**PASSAGE FOR REVIEW:**
A. Each year, millions of people in the United States are affected by serious and sometimes life-threatening eating disorders. The vast majority -- more than 90 percent -- of those afflicted with eating disorders are adolescent and young adult women.

      One reason that women in this age group are particularly vulnerable to eating disorders is their tendency to go on strict diets to achieve an "ideal" figure. Researchers have found that such stringent dieting can play a key role in triggering eating disorders.

     Approximately 1 percent of adolescent girls develop anorexia nervosa, a dangerous condition in which they can literally starve themselves to death. 

     Another 2-3 percent of young women develop bulimia nervosa, a destructive pattern of excessive overeating followed by vomiting or other "purging" behaviors to control their weight. 

     The present of eating disorders in athletes is higher than in the general public.  The incidence of eating disorders in the normal population is 5 to 10 % but female athletes exhibit a 16-72% incidence.

     These eating disorders also occur in men and older women, but much less frequently.

**RECORDS PROVIDED:**
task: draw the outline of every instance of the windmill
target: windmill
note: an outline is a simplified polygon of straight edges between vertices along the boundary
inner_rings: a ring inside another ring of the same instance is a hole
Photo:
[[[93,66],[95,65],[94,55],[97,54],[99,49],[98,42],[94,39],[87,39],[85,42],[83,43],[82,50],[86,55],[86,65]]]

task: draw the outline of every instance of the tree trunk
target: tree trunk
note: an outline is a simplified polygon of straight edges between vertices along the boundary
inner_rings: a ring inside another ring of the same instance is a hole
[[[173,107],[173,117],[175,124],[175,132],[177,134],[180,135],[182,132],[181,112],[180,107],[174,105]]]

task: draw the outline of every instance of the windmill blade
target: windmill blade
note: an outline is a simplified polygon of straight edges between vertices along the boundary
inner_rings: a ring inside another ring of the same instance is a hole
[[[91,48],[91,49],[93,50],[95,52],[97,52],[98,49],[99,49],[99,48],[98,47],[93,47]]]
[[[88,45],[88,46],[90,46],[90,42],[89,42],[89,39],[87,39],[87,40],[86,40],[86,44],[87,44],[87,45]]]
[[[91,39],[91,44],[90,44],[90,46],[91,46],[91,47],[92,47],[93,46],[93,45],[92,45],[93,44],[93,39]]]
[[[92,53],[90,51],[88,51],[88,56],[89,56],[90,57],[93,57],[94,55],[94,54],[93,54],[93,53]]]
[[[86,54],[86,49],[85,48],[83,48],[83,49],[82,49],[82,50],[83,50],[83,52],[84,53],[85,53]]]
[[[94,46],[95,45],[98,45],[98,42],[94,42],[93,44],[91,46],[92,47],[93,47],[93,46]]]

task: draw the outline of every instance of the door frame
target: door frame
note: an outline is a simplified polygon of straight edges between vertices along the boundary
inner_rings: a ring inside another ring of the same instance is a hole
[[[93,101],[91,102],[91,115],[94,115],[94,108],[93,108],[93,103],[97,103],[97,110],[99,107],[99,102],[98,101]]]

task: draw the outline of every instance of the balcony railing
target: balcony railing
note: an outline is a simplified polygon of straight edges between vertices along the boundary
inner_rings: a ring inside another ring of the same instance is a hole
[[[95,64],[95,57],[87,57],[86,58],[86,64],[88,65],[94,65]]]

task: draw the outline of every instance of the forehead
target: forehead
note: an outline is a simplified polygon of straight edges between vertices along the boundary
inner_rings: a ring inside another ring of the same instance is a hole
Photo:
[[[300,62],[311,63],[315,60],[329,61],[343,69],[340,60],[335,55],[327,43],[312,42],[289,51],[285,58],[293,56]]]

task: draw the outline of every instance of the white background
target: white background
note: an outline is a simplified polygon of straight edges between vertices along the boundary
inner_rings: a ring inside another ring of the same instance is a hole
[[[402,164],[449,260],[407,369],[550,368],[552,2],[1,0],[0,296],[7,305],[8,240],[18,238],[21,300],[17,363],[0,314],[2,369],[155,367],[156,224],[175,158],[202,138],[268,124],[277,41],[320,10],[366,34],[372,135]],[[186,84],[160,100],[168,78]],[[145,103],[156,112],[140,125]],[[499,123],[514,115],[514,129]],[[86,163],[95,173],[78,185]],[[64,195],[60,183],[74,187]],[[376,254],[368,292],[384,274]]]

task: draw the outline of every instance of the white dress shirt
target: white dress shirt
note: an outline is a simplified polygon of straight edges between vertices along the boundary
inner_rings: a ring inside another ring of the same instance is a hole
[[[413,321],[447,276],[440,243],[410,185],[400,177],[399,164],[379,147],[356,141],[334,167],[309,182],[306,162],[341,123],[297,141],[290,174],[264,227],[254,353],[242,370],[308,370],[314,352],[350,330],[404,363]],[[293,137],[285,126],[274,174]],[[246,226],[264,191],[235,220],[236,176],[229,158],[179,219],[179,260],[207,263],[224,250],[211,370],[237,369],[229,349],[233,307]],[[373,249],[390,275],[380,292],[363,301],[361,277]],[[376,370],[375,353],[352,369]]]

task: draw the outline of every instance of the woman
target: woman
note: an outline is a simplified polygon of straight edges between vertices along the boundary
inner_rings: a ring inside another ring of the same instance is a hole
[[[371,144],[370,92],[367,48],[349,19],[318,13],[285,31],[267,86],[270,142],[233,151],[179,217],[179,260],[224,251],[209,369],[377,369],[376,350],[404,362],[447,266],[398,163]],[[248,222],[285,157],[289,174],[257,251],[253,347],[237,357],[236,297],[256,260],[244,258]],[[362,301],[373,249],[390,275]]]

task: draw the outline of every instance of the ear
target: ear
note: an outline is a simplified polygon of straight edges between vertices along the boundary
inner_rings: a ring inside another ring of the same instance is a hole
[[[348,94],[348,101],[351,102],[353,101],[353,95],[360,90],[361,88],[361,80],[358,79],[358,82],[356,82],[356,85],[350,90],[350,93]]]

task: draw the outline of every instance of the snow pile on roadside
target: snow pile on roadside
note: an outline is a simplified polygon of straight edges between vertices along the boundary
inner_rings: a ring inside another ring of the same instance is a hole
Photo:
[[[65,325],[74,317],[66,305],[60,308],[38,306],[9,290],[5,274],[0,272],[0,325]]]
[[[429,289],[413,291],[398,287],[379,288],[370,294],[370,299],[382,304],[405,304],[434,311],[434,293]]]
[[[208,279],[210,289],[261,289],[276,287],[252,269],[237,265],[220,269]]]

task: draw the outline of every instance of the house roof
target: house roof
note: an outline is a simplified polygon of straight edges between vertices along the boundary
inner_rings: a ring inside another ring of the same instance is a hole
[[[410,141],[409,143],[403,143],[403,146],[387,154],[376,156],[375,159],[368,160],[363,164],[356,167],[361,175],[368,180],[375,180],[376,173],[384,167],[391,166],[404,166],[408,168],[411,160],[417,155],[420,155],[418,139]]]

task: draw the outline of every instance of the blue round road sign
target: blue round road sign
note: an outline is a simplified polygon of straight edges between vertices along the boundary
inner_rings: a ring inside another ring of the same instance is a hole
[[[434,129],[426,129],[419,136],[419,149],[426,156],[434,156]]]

**YOUR TASK:** Reproduce the section of the passage on eating disorders above that starts at the words "Approximately 1 percent" and stops after the words "a 16-72% incidence.".

**TASK RESPONSE:**
Approximately 1 percent of adolescent girls develop anorexia nervosa, a dangerous condition in which they can literally starve themselves to death. 

     Another 2-3 percent of young women develop bulimia nervosa, a destructive pattern of excessive overeating followed by vomiting or other "purging" behaviors to control their weight. 

     The present of eating disorders in athletes is higher than in the general public.  The incidence of eating disorders in the normal population is 5 to 10 % but female athletes exhibit a 16-72% incidence.